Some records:
[START]

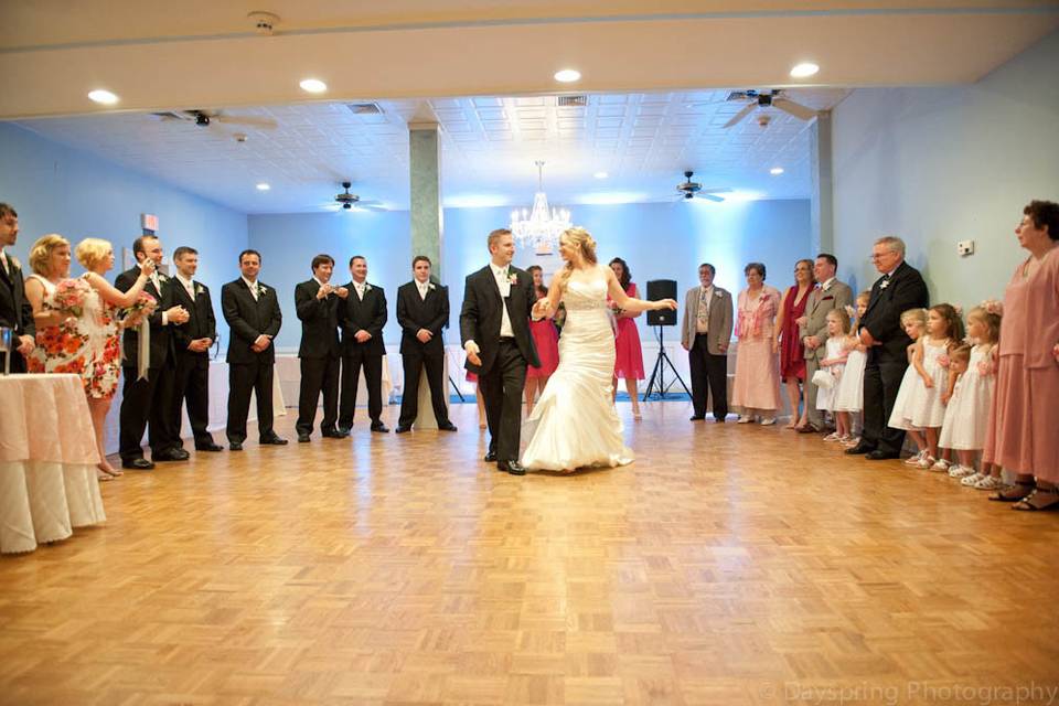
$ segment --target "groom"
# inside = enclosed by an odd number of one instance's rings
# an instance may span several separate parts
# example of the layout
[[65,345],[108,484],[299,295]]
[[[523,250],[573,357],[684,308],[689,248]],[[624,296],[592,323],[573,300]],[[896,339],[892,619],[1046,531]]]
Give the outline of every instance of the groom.
[[512,475],[524,475],[518,463],[522,391],[526,365],[539,366],[530,335],[530,311],[536,300],[533,278],[511,267],[515,240],[507,228],[489,234],[490,264],[468,275],[460,312],[460,336],[467,370],[478,375],[485,400],[489,453],[485,461]]

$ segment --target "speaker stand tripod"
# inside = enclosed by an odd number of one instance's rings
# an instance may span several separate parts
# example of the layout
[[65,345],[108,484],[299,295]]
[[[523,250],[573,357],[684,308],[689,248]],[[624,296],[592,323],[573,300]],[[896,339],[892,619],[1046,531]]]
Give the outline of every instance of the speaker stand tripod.
[[[654,368],[651,371],[651,377],[648,379],[648,386],[643,391],[643,402],[648,402],[648,398],[651,395],[657,395],[659,399],[665,399],[665,394],[670,392],[670,387],[674,382],[681,384],[681,387],[684,388],[684,392],[687,393],[687,396],[692,396],[692,391],[687,388],[687,385],[684,384],[684,381],[681,379],[681,374],[676,372],[676,367],[673,366],[673,361],[670,360],[670,356],[665,353],[665,327],[656,327],[659,330],[659,357],[654,361]],[[665,382],[665,366],[670,366],[670,372],[673,373],[675,379]]]

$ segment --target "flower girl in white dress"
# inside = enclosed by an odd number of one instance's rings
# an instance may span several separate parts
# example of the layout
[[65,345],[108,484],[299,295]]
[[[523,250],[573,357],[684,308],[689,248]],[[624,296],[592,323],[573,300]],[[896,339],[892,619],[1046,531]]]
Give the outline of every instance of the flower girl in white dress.
[[560,302],[566,322],[559,338],[559,366],[526,419],[522,464],[528,470],[573,471],[631,463],[611,398],[614,334],[607,296],[625,311],[676,309],[672,299],[645,301],[625,295],[613,270],[596,261],[596,240],[574,227],[559,238],[566,267],[552,278],[533,318],[554,317]]

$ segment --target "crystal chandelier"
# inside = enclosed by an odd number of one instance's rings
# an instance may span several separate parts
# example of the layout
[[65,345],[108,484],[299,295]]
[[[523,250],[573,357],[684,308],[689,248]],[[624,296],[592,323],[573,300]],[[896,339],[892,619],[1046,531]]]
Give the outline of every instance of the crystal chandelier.
[[570,212],[566,208],[548,208],[548,195],[544,193],[544,162],[537,165],[537,193],[533,196],[533,210],[511,212],[511,233],[520,247],[530,246],[537,253],[550,253],[559,243],[559,236],[569,228]]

[END]

Copy each line in full and exactly, omitting any picture.

$ segment --target "groom"
# inside = enclosed by an odd number of one instance's rings
# an instance may span several separate parts
# example of the layout
[[65,345],[108,484],[299,295]]
[[[523,250],[573,357],[684,308],[689,248]],[[624,296],[592,323],[573,300]],[[896,339],[892,619],[1046,531]]]
Give the outline of every instance of the groom.
[[512,475],[524,475],[518,463],[522,391],[526,365],[539,366],[530,335],[530,311],[536,300],[533,278],[511,267],[515,240],[507,228],[489,234],[490,264],[468,275],[460,312],[460,336],[467,370],[478,375],[485,400],[489,453],[485,461]]

$ segment --target "speaker stand tripod"
# inside = enclosed by an odd number of one instance's rings
# an instance may span several separate parts
# example of the layout
[[65,345],[108,484],[299,295]]
[[[523,250],[573,357],[684,308],[689,248]],[[624,296],[592,323],[573,300]],[[896,339],[892,619],[1046,531]]]
Give the outline of every instance of the speaker stand tripod.
[[[654,368],[651,371],[651,377],[648,379],[648,386],[643,391],[643,402],[648,402],[648,398],[651,395],[657,395],[659,399],[665,399],[665,394],[670,392],[670,387],[674,382],[681,384],[681,387],[684,388],[684,392],[687,393],[687,396],[692,396],[692,391],[687,388],[687,385],[684,384],[684,381],[681,379],[681,374],[676,372],[676,367],[673,366],[673,361],[670,360],[670,356],[665,353],[665,327],[656,327],[659,330],[659,357],[654,361]],[[665,382],[665,366],[670,366],[670,372],[673,373],[675,379]]]

$ segment --target "flower girl in white dress"
# inside = enclosed by an odd number of one instance's rings
# an instance may span several separate parts
# example of the layout
[[65,345],[108,484],[299,295]]
[[[523,250],[573,357],[684,308],[689,248]],[[624,296],[592,323],[573,300]],[[896,339],[892,619],[1046,531]]]
Give the outline of every instance of the flower girl in white dress.
[[560,302],[566,322],[559,338],[559,366],[526,419],[522,464],[528,470],[573,471],[631,463],[611,398],[614,334],[607,296],[625,311],[676,309],[672,299],[645,301],[625,295],[613,270],[596,261],[596,240],[574,227],[559,238],[566,267],[552,278],[533,318],[554,317]]

$ segment --target "crystal chandelier"
# inside = enclosed by an odd number of one instance's rings
# an instance may span several separate parts
# example of the layout
[[65,345],[108,484],[299,295]]
[[[523,250],[573,357],[684,308],[689,248]],[[624,296],[592,323],[573,300]],[[896,339],[892,619],[1046,531]]]
Give the outline of every instance of the crystal chandelier.
[[570,212],[566,208],[548,208],[548,195],[544,193],[544,162],[537,165],[537,193],[533,196],[533,210],[511,212],[511,233],[520,247],[530,246],[537,253],[550,253],[559,243],[559,236],[569,228]]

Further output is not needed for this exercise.